*** Opening of EXTRACTED TEXT ***
Using an artificial intelligence (AI) algorithm concurrently during interpretation can help radiologists to enhance their diagnostic performance on screening mammography studies, according to research published online November 4 in Radiology: Artificial Intelligence.
In a retrospective study involving 14 radiologists, a team of researchers led by Serena Pacilè, PhD, of AI software developer Therapixel found that concurrent use of their software significantly improved average radiologist sensitivity without negatively impacting their specificity.
"The results of this study suggest also that incorporating AI-based machines into the process of evaluation of mammograms can improve the performance of radiologists," the authors wrote. "An improved diagnostic performance of radiologists in the mammographic detection of breast cancer is achievable without having an impact on their overall reading time."
The researchers sought to evaluate the benefits of version 1 of Therapixel's MammoScreen AI software in enhancing breast cancer detection. The software analyzes the four views of a 2D mammogram and then outputs a set of image positions with a related suspicion score for malignancy. MammoScreen was cleared by the U.S. Food and Drug Administration earlier this year.
In their study, 14 radiologists assessed 240 2D digital mammography images that had been acquired between 2013 and 2016 and included different types of abnormalities. These screening exams included cases that were classified as true positive, false negative, true negative, or false positive based on the radiologist's initial interpretation and subsequent histopathologic evaluation or follow-up. The radiologists were informed that the dataset was enriched with cancer cases.
Half of the exams were read during a first interpretation session without the AI software and the other half with AI, and then vice versa on a second reading session four weeks later. The 14 radiologists in the study had a range of experience from 0 to 25 years, with a median of 8.5 years. In addition, 93% devoted at least half of their practice to breast imaging and read more than 3,000 mammograms per year, according to the researchers.
*** Close of EXTRACTED TEXT ***
> [THINGS TO DO]:
A: Please output the passage of the mammography AI article from "Using an artificial" to "impacting their specificity.", word for word.
B: Answer these questions using the mammography AI article:
(i) How many radiologists took part in the study?
(ii) What does the software output after analyzing the four views of a 2D mammogram?
(iii) How long after the first interpretation session was the second reading session held?
Nothing in the listing is needed for this work.
*** Opening of DATA FOR REVIEW ***
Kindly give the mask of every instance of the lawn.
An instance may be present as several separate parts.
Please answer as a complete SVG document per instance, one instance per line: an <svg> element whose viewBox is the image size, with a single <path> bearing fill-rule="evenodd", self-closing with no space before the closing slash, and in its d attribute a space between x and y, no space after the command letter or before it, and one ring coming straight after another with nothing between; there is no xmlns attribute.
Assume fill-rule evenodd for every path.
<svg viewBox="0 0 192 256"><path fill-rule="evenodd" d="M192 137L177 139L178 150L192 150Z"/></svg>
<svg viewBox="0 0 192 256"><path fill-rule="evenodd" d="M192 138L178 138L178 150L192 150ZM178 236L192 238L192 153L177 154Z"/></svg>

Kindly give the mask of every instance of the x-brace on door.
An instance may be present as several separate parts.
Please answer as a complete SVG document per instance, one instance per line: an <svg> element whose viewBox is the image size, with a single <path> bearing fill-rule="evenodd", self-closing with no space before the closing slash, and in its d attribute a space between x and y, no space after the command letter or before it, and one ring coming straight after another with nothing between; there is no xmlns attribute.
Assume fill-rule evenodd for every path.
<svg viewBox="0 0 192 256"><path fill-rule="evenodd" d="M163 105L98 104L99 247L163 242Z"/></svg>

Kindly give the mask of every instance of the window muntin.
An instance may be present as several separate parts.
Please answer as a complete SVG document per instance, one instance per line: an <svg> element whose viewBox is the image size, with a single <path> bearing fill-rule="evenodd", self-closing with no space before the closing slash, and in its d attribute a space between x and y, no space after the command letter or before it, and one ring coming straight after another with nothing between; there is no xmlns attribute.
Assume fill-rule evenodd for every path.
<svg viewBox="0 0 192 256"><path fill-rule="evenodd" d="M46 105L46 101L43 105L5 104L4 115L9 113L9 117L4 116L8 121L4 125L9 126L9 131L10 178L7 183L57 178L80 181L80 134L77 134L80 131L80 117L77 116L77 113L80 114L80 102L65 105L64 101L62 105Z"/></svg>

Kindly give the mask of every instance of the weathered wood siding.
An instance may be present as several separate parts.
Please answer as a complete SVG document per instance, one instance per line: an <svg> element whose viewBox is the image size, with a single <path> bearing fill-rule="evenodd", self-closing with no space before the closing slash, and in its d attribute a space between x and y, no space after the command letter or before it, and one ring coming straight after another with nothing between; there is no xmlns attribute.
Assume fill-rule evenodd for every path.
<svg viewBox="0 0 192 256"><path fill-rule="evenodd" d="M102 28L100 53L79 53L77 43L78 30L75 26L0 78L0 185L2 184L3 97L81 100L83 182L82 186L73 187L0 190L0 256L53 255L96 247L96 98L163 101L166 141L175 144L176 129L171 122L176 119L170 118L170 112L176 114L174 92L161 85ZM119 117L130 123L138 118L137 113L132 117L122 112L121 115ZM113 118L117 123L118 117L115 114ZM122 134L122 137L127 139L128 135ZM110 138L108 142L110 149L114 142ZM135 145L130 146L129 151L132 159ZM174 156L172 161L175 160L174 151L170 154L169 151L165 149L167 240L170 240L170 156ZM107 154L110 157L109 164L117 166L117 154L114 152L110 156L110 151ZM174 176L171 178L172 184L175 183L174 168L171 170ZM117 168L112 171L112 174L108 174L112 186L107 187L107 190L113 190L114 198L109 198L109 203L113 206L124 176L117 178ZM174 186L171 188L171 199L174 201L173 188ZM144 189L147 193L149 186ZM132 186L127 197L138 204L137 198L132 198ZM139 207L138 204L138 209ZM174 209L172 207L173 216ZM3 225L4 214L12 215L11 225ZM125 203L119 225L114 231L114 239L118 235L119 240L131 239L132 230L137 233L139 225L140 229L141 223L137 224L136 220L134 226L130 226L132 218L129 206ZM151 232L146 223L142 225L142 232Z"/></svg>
*** Close of DATA FOR REVIEW ***
> [ANSWERS TO THE EXERCISES]:
A:
Using an artificial intelligence (AI) algorithm concurrently during interpretation can help radiologists to enhance their diagnostic performance on screening mammography studies, according to research published online November 4 in Radiology: Artificial Intelligence.
In a retrospective study involving 14 radiologists, a team of researchers led by Serena Pacilè, PhD, of AI software developer Therapixel found that concurrent use of their software significantly improved average radiologist sensitivity without negatively impacting their specificity.

B:
(i) 14 radiologists.
(ii) A set of image positions with a related suspicion score for malignancy.
(iii) Four weeks later.